■ **What is required**
Each line below needs to be printed again exactly.

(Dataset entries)
━━━━━━━━

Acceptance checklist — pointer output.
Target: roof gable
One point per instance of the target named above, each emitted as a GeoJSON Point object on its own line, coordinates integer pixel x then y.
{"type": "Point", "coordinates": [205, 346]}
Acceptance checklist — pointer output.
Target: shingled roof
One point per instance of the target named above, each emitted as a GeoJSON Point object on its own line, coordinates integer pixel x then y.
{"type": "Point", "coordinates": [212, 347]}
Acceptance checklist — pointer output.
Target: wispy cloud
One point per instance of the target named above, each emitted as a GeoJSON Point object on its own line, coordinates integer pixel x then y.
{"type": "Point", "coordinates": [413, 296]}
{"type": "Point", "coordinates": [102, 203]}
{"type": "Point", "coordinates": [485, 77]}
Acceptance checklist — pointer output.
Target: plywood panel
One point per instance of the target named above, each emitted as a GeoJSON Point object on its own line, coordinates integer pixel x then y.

━━━━━━━━

■ **Solved problem**
Acceptance checklist — pointer output.
Target: roof gable
One point per instance of the target named above, each emitted as a GeoJSON Point object on its own line, coordinates integer pixel x then y.
{"type": "Point", "coordinates": [205, 346]}
Acceptance checklist — pointer output.
Target: shingled roof
One point per instance of the target named above, each emitted as a GeoJSON Point object on its own line, coordinates integer pixel x then y.
{"type": "Point", "coordinates": [212, 347]}
Acceptance checklist — pointer output.
Target: wispy cloud
One point per instance of the target named above, each emitted as a GeoJSON Point object on its own line, coordinates integer pixel x then y.
{"type": "Point", "coordinates": [413, 296]}
{"type": "Point", "coordinates": [102, 203]}
{"type": "Point", "coordinates": [485, 77]}
Acceptance checklist — pointer output.
Target: plywood panel
One point per instance of the target named above, each emitted as a GeoJSON Point object on its own line, coordinates integer pixel x then y.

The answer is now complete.